▶ **WHAT IS NEEDED**
Your task is to repeat the entries word for word while leaving out the pictures.

▶ **DATASET**

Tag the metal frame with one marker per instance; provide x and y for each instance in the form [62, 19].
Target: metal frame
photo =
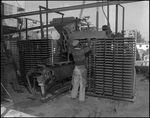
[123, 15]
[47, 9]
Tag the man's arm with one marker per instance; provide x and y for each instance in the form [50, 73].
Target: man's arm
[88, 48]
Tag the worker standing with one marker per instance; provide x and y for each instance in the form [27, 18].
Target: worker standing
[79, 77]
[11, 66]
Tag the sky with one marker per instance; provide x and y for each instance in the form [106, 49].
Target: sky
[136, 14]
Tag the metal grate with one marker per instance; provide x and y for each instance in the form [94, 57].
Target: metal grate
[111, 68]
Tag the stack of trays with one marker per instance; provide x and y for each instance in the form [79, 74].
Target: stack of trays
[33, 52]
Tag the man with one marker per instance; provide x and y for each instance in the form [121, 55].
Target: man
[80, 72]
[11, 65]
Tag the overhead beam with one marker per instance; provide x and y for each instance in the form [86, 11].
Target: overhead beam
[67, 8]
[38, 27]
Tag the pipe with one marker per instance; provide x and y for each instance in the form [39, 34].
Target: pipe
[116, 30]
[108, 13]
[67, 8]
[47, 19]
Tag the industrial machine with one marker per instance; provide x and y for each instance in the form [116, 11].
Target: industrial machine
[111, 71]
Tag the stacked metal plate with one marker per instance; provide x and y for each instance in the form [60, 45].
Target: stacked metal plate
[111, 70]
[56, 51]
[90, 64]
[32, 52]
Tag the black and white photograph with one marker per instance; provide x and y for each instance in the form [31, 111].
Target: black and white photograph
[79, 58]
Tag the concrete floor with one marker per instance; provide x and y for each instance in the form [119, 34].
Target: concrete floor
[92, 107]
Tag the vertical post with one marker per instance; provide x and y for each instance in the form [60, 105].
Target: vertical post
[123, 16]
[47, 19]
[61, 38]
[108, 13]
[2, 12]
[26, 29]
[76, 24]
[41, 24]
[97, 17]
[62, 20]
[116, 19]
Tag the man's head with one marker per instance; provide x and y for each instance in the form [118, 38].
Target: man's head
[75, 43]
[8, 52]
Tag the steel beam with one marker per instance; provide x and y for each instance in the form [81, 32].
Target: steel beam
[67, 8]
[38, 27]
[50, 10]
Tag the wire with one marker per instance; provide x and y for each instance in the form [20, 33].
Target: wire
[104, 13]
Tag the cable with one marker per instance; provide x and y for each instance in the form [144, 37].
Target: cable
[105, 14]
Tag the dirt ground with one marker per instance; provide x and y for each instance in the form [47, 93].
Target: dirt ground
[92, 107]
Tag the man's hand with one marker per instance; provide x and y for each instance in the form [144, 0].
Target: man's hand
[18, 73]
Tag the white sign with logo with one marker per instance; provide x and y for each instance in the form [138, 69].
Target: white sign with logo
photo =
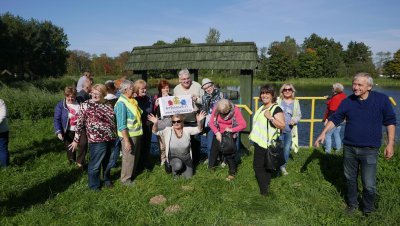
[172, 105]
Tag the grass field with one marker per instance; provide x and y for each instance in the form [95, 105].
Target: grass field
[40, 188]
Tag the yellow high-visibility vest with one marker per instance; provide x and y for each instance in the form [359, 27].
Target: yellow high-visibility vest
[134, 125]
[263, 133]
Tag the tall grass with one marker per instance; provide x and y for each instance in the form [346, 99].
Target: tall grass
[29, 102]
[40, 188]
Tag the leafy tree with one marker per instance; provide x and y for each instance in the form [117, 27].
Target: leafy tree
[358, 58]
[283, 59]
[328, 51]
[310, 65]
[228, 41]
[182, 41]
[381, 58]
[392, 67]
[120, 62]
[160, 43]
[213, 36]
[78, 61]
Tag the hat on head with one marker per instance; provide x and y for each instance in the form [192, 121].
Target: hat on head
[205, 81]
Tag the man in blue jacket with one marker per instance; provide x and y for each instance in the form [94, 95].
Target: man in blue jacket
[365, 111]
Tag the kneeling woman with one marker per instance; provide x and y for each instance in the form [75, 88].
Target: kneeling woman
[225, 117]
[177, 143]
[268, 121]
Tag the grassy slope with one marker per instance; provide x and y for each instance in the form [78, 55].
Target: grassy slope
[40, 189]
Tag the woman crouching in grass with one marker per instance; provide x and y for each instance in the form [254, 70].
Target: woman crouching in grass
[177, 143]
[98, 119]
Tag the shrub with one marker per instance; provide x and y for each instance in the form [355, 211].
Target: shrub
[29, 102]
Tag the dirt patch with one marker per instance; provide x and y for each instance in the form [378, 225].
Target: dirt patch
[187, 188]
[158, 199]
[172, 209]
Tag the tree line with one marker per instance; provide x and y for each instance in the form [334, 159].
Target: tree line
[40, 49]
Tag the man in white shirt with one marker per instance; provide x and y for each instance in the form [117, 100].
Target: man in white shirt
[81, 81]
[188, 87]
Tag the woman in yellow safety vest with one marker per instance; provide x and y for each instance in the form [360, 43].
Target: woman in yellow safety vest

▶ **EXERCISE ANSWER**
Tag the metal frame with one marker per instance; provide x and y for each instance in the form [62, 19].
Target: metal frame
photo =
[123, 15]
[47, 9]
Tag the man's arm with one marker per instance; provide x and y for each instance in the form [50, 73].
Target: man's arm
[88, 48]
Tag the worker standing with one marker per instance; provide x and y for each instance in the form [27, 18].
Target: worker standing
[79, 77]
[11, 66]
Tag the sky with one marker per instance; provide x and y for each instance in the form [106, 49].
Target: sky
[136, 14]
Tag the metal grate with one marker per instance; provide x and y for each instance in the form [94, 57].
Target: metal grate
[111, 68]
Tag the stack of trays with one marker per instance; provide x and y for each instance in the form [79, 74].
Target: stack of trays
[33, 52]
Tag the man with one marker per instance; provide x and y for each instance in the form [121, 55].
Target: man
[80, 72]
[11, 65]
Tag the overhead beam with one marker per instance; provide x and y for each instance in the form [86, 11].
Target: overhead beam
[67, 8]
[38, 27]
Tag the pipe with one marker per instance; provide x and y for each instance in the form [39, 34].
Target: pipe
[116, 30]
[108, 13]
[67, 8]
[47, 19]
Tag the industrial machine with one marker per instance; provide x and y for each instance in the form [116, 11].
Target: industrial machine
[111, 71]
Tag the stacked metal plate with one marker per instance; provide x and y for each instance in the form [60, 45].
Target: stacked metal plate
[111, 70]
[56, 51]
[90, 64]
[32, 52]
Tag the black and white photograph with one marker per instance; provide x and y for each instance in the form [31, 111].
Target: black and white photograph
[79, 58]
Tag the concrete floor with one marker per instance; provide x and y for each instance in the form [119, 34].
Target: concrete floor
[92, 107]
Tag the vertical post with one marker per instance; provide x and y for each instance in the form [60, 105].
Target: vertical post
[123, 16]
[47, 19]
[61, 38]
[108, 13]
[2, 12]
[26, 29]
[76, 24]
[41, 24]
[97, 17]
[62, 20]
[116, 19]
Tag the man's head with one marker per instance; provide x and y for each instance in the form [118, 38].
Target: man's head
[75, 43]
[8, 52]
Tag the steel beam with one marker per instance; provide x and y for each instance in the form [81, 32].
Target: steel beam
[67, 8]
[38, 27]
[50, 10]
Tag the wire with one marker per instance; provide x and y for each instance in the form [20, 33].
Target: wire
[104, 13]
Tag the cable with one marker per instance; provide x and y for each instance in the form [144, 37].
Target: cable
[105, 14]
Tag the dirt ground with one marker per instance; provide x and y for each instance in the form [47, 93].
Target: dirt ground
[92, 107]
Tag the man's hand with one marker per instance; provide x and y for each instance in the form [144, 0].
Target: man's hand
[18, 73]
Tag the white sign with logo with one marker per instance; provide x and y for each instance in the form [138, 69].
Target: white sign with logo
photo =
[172, 105]
Tag the grass field with one marker per instance; provide x and y for each instance in the form [95, 105].
Target: grass field
[40, 188]
Tag the yellow high-visibility vest with one marker per instance; provide x and y for each instance in the form [359, 27].
Target: yellow high-visibility vest
[134, 125]
[263, 133]
Tag the tall grass with one marker per instance; provide x and y for each instance in the form [346, 99].
Target: tall grass
[29, 102]
[40, 188]
Tag the leafy tree with one marker per instance; provide x and y for each instance in the form [117, 27].
Target: leafy tree
[358, 58]
[283, 59]
[328, 51]
[310, 65]
[228, 41]
[182, 41]
[381, 58]
[392, 67]
[120, 62]
[160, 43]
[213, 36]
[78, 61]
Tag the hat on head with one marker per instance; provide x and y for each instance in the form [192, 121].
Target: hat on head
[205, 81]
Tag the man in blue jacket with one marker per instance; provide x and y for each instance in the form [94, 95].
Target: man in blue jacket
[365, 111]
Tag the kneeling woman with one marker per instance; provide x and y for each instance in the form [75, 88].
Target: kneeling woman
[225, 117]
[177, 143]
[268, 121]
Tag the grassy slope with one marker per instance; provide x and y for each instance in the form [78, 55].
Target: grassy slope
[40, 189]
Tag the woman crouching in grass with one marker per instance; provide x and y for each instance in the form [254, 70].
Target: woman crouching in grass
[177, 143]
[98, 119]
Tag the shrub with one marker per instance; provide x and y for each instance in the form [355, 211].
Target: shrub
[29, 102]
Tag the dirt patch with one marker per instance; provide x and y for each instance in the form [378, 225].
Target: dirt patch
[187, 188]
[158, 199]
[172, 209]
Tag the tree line with one marker per instance; provide x and y for each instance in the form [334, 159].
Target: tree line
[40, 49]
Tag the man in white shirt with one marker per instance; provide x and y for each instance in the form [117, 100].
Target: man in white shirt
[81, 81]
[188, 87]
Tag the woman in yellow safety vest with one marker per instance; provide x and y for each instance in the form [360, 43].
Target: woman in yellow safety vest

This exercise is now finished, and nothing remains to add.